---------- Exercise passage ----------
As Farmers Scrutinize Cost of Production, Focus on Seeds

Jacob Bunge reported this week at The Wall Street Journal Online that, “U.S. farmers, bogged down in one of their toughest patches in years, are looking for a little magic—in seeds.

“Some are returning to the old-fashioned variety, bred without genetic engineering, and back in fashion as farmers strive to save money following three straight years of falling prices for major crops like corn and soybeans.

“Others, meanwhile, are joining new subscriber-based services that collect seed and other detailed crop-related data from their farmer members, who then use the data to determine which seeds and pesticides will work best on their fields and at the fairest price.”

Mr. Bunge explained that, “The plunge in crop prices—corn has roughly halved since the start of 2013, while soybeans have fallen by one-third—has chipped away at farmers’ financial cushions and led many to re-examine their costs across the board.”
----------
=== Problem description ===
Can you continue the article on U.S. farmers rethinking their seed costs, starting after its last paragraph?
---------- Provided data ----------
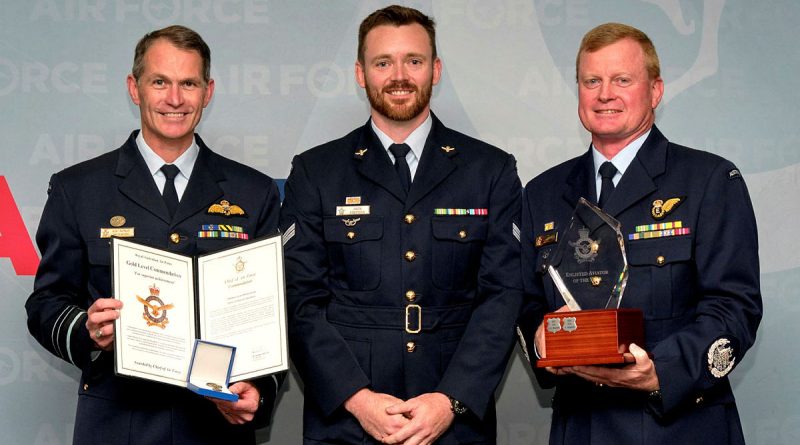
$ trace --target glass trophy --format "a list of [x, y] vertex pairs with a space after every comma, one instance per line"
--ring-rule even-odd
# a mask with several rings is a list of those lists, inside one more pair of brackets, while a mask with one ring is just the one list
[[547, 272], [569, 312], [545, 315], [546, 356], [538, 367], [601, 365], [633, 360], [644, 345], [639, 309], [620, 309], [628, 261], [619, 221], [581, 198]]

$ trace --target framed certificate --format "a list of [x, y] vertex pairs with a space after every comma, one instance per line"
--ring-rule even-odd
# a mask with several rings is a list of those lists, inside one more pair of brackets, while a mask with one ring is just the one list
[[111, 250], [117, 374], [186, 387], [196, 339], [236, 348], [231, 382], [288, 369], [280, 236], [196, 258], [120, 238]]

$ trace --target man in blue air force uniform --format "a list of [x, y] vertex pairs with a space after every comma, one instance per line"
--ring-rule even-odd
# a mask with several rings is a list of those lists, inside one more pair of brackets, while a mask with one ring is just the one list
[[589, 31], [577, 81], [592, 146], [524, 192], [523, 344], [535, 345], [533, 363], [546, 357], [542, 317], [564, 301], [545, 269], [557, 235], [569, 241], [560, 238], [580, 197], [622, 224], [630, 266], [622, 307], [642, 309], [646, 340], [631, 345], [635, 363], [623, 367], [536, 370], [542, 386], [556, 387], [550, 443], [743, 443], [728, 375], [755, 341], [762, 305], [742, 175], [653, 125], [664, 86], [641, 31], [614, 23]]
[[495, 443], [521, 186], [511, 155], [430, 112], [440, 75], [433, 21], [376, 11], [356, 63], [371, 119], [293, 161], [281, 228], [307, 444]]
[[214, 92], [210, 63], [208, 46], [188, 28], [144, 36], [128, 76], [141, 131], [50, 180], [26, 309], [39, 343], [83, 371], [76, 444], [254, 443], [254, 428], [269, 421], [278, 388], [271, 376], [231, 385], [240, 397], [232, 403], [114, 375], [122, 303], [108, 298], [109, 235], [196, 255], [277, 230], [274, 181], [194, 134]]

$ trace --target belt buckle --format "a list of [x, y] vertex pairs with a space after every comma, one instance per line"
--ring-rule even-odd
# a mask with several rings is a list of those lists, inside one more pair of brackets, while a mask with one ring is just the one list
[[[417, 310], [417, 329], [411, 329], [409, 323], [409, 314], [412, 309]], [[419, 334], [422, 332], [422, 308], [418, 304], [409, 304], [406, 306], [406, 332], [409, 334]]]

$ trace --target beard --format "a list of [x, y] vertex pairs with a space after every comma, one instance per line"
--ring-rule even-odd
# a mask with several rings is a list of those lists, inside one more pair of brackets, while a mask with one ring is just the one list
[[[378, 114], [393, 121], [406, 122], [414, 119], [425, 111], [425, 108], [431, 103], [431, 92], [433, 88], [431, 82], [426, 83], [422, 88], [417, 88], [417, 86], [411, 82], [398, 81], [392, 82], [382, 89], [375, 89], [367, 83], [366, 90], [369, 104]], [[388, 95], [388, 92], [392, 90], [414, 91], [417, 93], [416, 100], [404, 104], [392, 103], [391, 99], [387, 100], [384, 96], [384, 93]]]

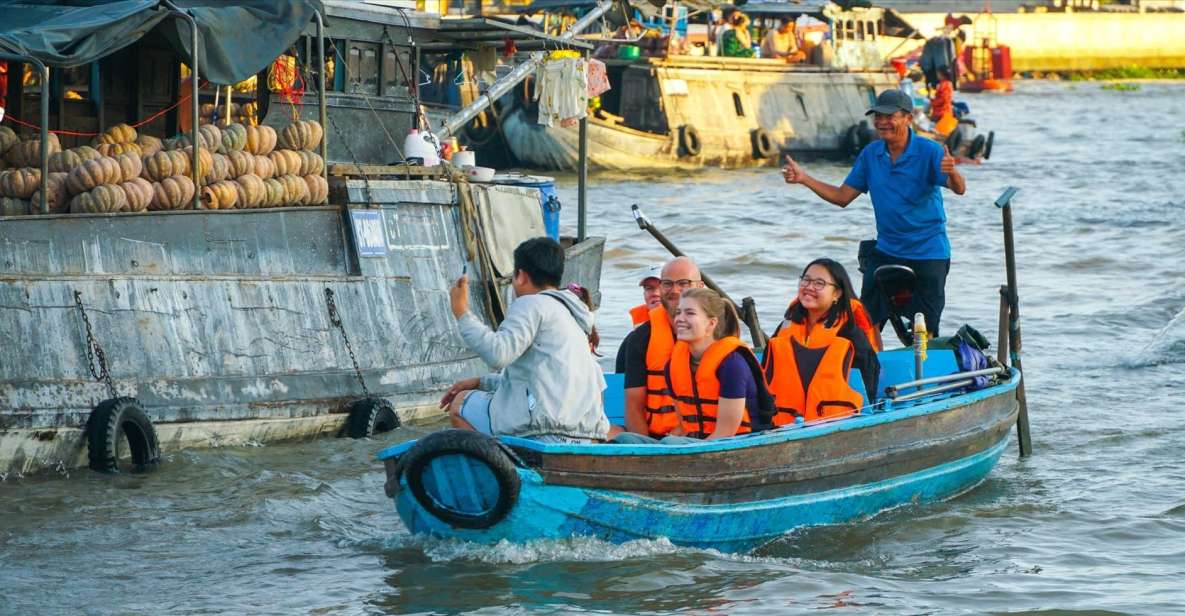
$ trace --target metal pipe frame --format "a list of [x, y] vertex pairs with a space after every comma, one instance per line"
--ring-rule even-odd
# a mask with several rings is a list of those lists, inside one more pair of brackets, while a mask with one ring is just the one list
[[27, 62], [41, 73], [41, 197], [38, 199], [38, 212], [50, 213], [50, 205], [46, 201], [46, 190], [50, 181], [50, 66], [32, 56], [20, 56], [17, 53], [0, 52], [0, 60]]
[[1004, 366], [997, 366], [994, 368], [973, 370], [968, 372], [955, 372], [954, 374], [943, 374], [941, 377], [929, 377], [917, 380], [908, 380], [905, 383], [898, 383], [897, 385], [890, 385], [885, 387], [885, 393], [893, 398], [901, 390], [910, 387], [922, 387], [923, 385], [933, 385], [935, 383], [947, 383], [950, 380], [968, 379], [973, 377], [988, 377], [994, 374], [1003, 374], [1008, 368]]
[[181, 11], [177, 5], [169, 0], [161, 0], [161, 5], [168, 7], [173, 17], [178, 17], [190, 23], [190, 113], [193, 117], [192, 131], [190, 133], [190, 140], [193, 142], [193, 158], [190, 160], [190, 174], [193, 179], [193, 203], [191, 204], [194, 210], [200, 210], [201, 204], [201, 140], [199, 139], [200, 133], [198, 131], [201, 117], [198, 111], [198, 98], [201, 91], [198, 88], [198, 20], [193, 19], [193, 15]]
[[318, 120], [321, 121], [321, 160], [325, 162], [321, 167], [321, 177], [325, 181], [329, 181], [329, 128], [328, 128], [328, 108], [326, 105], [325, 95], [325, 19], [321, 17], [320, 11], [313, 12], [313, 19], [316, 20], [316, 58], [321, 64], [316, 69], [316, 107], [318, 107]]

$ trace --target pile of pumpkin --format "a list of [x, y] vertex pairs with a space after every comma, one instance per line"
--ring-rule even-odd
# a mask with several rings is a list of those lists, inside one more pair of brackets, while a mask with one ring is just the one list
[[[271, 127], [230, 124], [198, 129], [198, 174], [190, 171], [190, 135], [161, 141], [116, 124], [91, 146], [63, 150], [50, 134], [46, 203], [51, 213], [187, 210], [198, 192], [206, 210], [280, 207], [326, 203], [325, 161], [313, 150], [321, 126], [297, 121]], [[277, 148], [278, 146], [278, 148]], [[20, 141], [0, 127], [0, 216], [36, 213], [40, 204], [40, 141]]]

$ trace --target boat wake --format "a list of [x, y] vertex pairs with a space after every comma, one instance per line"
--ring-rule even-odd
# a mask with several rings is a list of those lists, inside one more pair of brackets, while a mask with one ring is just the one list
[[455, 538], [398, 534], [387, 540], [385, 547], [390, 550], [418, 550], [434, 563], [470, 560], [514, 565], [552, 562], [619, 562], [684, 552], [715, 553], [715, 551], [679, 547], [666, 538], [613, 544], [591, 537], [570, 537], [524, 543], [501, 540], [491, 545]]
[[1185, 364], [1185, 308], [1173, 316], [1147, 346], [1125, 359], [1129, 368], [1144, 368], [1166, 364]]

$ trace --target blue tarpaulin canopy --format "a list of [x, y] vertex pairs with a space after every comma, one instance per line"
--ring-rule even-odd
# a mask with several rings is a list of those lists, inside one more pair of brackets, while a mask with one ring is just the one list
[[[173, 0], [198, 24], [198, 72], [219, 84], [257, 73], [325, 14], [320, 0]], [[161, 0], [0, 0], [0, 50], [51, 66], [89, 64], [153, 30], [192, 64], [187, 20]]]

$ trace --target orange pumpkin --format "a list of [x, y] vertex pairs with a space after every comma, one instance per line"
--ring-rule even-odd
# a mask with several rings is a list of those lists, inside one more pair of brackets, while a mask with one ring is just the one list
[[[96, 146], [109, 146], [114, 143], [135, 143], [136, 129], [128, 124], [115, 124], [95, 137]], [[104, 154], [105, 155], [105, 154]]]
[[41, 169], [23, 167], [0, 172], [0, 197], [28, 199], [41, 186]]
[[121, 181], [123, 181], [123, 172], [120, 163], [110, 156], [100, 156], [75, 167], [66, 177], [66, 190], [70, 194], [79, 194], [96, 186]]
[[305, 184], [308, 185], [308, 204], [321, 205], [329, 199], [329, 182], [320, 175], [306, 175]]
[[246, 143], [243, 149], [251, 154], [269, 154], [276, 149], [277, 139], [276, 129], [271, 127], [246, 127]]
[[[51, 214], [62, 214], [70, 210], [70, 192], [66, 190], [69, 177], [69, 173], [51, 173], [45, 179], [45, 206], [50, 208]], [[40, 185], [28, 200], [34, 210], [41, 207]]]
[[124, 212], [143, 212], [153, 199], [152, 182], [143, 178], [133, 178], [120, 185], [123, 195], [127, 198]]
[[193, 180], [188, 175], [173, 175], [152, 185], [149, 210], [187, 210], [193, 201]]
[[190, 156], [179, 149], [164, 149], [145, 156], [143, 161], [145, 178], [152, 181], [160, 181], [173, 175], [187, 175], [190, 173]]
[[128, 198], [123, 194], [123, 188], [104, 184], [76, 194], [70, 200], [70, 211], [88, 214], [118, 212], [127, 205]]
[[258, 175], [248, 173], [239, 179], [235, 180], [238, 185], [238, 207], [262, 207], [263, 199], [267, 197], [267, 187], [263, 186], [263, 180]]

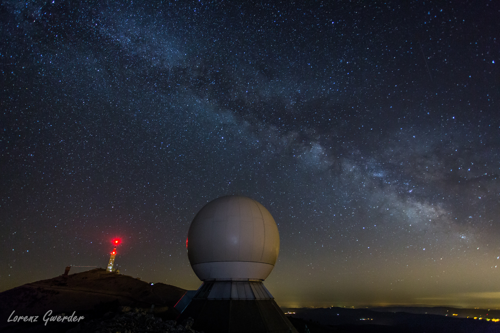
----------
=== Output below ===
The Journal article added that, “Many farmers already have found ways to stretch the fertilizer applied to their fields and have switched to generic versions of popular pesticides.

Now, they’re scrutinizing seeds—often the most expensive component in raising a crop each year. Seeds have multiplied in variety, complexity and cost in recent decades. As genetic engineering has enabled plants to survive herbicides and fend off pests, corn-seed costs have nearly quadrupled over the past 20 years, and soybean seed costs have soared as well, according to data from the U.S. Agriculture Department.”